== Set exercise ==
Put the items between the line containing "Map the lamp pole." and the line containing "178 320 572 426", inclusive, into a two-column CSV with the columns text and answer, one row per item. Enclose each field in quotation marks and replace any line breaks inside a field with spaces.

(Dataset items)
_ _ _ _ _ _ _

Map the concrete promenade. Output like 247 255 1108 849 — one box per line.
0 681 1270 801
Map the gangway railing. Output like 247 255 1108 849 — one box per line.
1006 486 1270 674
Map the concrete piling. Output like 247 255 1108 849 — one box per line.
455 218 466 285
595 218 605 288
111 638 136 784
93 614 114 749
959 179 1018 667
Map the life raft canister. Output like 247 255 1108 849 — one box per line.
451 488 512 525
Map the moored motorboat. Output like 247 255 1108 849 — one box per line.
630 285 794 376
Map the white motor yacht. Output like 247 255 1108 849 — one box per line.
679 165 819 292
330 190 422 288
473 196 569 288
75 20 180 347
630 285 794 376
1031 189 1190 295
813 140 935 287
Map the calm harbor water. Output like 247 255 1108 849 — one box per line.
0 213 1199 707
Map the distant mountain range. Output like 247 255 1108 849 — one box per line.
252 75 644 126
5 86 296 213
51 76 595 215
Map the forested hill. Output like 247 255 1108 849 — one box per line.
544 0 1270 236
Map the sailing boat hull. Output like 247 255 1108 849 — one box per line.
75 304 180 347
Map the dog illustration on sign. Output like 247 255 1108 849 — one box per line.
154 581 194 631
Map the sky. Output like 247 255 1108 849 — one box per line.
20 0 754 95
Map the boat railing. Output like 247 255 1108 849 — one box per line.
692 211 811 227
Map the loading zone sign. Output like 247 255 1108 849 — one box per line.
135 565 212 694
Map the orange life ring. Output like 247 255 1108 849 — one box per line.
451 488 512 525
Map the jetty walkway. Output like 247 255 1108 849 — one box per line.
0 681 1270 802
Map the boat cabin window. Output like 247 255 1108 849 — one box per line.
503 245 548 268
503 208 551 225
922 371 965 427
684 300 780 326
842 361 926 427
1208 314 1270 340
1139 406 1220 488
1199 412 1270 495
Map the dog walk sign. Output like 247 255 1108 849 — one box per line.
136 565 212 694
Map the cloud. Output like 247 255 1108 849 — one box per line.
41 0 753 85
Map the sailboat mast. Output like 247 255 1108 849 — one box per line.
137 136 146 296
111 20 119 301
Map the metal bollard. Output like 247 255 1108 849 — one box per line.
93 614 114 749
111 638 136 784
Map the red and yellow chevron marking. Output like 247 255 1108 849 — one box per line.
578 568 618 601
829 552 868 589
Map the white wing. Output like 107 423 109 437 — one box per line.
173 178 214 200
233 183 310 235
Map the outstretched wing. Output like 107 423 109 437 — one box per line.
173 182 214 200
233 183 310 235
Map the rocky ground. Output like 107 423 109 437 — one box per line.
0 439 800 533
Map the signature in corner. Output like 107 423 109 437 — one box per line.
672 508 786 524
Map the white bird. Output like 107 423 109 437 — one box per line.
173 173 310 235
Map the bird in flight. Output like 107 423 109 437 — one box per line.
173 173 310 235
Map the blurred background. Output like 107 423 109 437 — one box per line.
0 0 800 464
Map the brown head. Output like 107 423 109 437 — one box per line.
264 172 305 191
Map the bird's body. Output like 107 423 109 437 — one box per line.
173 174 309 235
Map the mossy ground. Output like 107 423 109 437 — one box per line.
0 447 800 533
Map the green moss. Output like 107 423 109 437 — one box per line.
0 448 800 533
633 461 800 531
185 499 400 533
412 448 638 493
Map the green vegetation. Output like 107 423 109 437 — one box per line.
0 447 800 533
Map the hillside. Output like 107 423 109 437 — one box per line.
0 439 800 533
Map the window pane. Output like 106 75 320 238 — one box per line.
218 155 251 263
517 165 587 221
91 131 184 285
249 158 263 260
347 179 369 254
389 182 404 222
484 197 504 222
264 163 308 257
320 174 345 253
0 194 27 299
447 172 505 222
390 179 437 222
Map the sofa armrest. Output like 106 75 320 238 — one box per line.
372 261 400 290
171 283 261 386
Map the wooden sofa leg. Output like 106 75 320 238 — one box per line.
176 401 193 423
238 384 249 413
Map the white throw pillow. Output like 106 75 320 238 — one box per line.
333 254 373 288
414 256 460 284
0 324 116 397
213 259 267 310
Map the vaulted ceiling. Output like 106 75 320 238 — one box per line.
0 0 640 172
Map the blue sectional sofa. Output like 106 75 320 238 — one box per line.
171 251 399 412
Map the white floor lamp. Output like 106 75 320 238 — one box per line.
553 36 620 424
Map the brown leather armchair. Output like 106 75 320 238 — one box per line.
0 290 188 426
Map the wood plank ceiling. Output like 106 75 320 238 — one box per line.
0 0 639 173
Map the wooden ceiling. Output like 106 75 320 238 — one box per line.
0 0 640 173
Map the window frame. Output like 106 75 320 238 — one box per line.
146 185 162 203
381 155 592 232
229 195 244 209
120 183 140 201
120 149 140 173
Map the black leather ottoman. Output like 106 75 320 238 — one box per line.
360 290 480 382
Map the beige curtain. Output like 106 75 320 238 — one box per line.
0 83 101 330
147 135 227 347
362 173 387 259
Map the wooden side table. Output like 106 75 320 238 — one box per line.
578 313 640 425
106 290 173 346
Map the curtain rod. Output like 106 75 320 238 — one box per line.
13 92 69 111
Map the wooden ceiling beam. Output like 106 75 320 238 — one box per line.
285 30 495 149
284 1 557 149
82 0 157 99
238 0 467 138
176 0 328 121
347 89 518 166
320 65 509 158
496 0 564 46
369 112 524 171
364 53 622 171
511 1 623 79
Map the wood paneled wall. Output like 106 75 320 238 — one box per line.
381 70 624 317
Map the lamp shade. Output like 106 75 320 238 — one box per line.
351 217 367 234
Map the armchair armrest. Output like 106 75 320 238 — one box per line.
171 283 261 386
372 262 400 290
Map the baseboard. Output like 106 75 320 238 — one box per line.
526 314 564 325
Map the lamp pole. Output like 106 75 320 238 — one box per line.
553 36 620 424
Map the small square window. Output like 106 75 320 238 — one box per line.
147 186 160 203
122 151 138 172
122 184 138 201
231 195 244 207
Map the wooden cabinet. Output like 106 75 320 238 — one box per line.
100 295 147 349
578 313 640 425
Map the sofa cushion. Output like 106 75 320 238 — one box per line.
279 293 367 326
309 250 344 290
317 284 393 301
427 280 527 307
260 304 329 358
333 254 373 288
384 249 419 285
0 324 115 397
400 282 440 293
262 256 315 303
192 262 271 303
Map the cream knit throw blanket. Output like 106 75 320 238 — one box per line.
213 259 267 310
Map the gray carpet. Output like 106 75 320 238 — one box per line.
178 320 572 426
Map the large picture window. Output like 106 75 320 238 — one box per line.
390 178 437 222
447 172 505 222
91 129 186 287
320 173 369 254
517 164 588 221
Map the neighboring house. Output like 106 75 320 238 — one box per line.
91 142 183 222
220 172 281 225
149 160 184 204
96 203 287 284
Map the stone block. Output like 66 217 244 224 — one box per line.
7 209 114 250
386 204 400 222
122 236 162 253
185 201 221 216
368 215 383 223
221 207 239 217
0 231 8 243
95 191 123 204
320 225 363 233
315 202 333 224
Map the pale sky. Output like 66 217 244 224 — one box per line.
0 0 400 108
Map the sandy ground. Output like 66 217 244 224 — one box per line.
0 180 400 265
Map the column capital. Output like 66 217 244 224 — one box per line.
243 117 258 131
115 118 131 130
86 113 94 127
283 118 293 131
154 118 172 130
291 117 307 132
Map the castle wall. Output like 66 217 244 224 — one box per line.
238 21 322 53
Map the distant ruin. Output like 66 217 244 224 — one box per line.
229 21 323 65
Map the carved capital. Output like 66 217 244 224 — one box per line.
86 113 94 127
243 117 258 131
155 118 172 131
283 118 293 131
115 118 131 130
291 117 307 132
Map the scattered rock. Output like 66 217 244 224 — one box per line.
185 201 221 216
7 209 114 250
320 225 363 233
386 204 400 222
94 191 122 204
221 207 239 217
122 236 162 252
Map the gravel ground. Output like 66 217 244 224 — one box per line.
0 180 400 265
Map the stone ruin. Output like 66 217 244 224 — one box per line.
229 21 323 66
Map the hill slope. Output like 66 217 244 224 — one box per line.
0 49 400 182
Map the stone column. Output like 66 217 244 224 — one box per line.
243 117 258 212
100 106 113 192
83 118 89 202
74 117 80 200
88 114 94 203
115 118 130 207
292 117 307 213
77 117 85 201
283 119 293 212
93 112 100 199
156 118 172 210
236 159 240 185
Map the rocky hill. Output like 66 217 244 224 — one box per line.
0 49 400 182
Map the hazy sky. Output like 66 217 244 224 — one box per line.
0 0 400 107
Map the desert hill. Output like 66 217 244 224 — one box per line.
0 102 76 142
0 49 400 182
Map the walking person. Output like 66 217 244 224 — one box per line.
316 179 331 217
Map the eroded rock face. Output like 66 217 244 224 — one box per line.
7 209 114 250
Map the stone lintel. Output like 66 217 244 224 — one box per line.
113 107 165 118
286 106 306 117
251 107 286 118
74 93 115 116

_ _ _ _ _ _ _

== Solution ==
text,answer
"Map the lamp pole. Output like 106 75 320 238 — one box per line.","553 36 620 424"
"Map the small square window. Output like 106 75 320 238 — one box per line.","147 186 160 203 122 151 138 172 122 184 138 201 231 195 244 207"
"Map the wooden cabinet. Output like 106 75 320 238 — one box per line.","100 295 147 349 578 313 640 425"
"Map the sofa cushion. Output like 106 75 320 238 — one box per line.","279 293 367 326 309 250 344 290 317 284 393 301 427 280 527 307 260 304 329 358 333 254 373 288 384 249 419 285 0 324 115 397 400 282 440 293 262 256 315 303 192 262 271 303"
"Map the cream knit throw blanket. Output like 106 75 320 238 — one box per line.","213 259 267 310"
"Map the gray carpet. Output like 106 75 320 238 — one box per line.","178 320 572 426"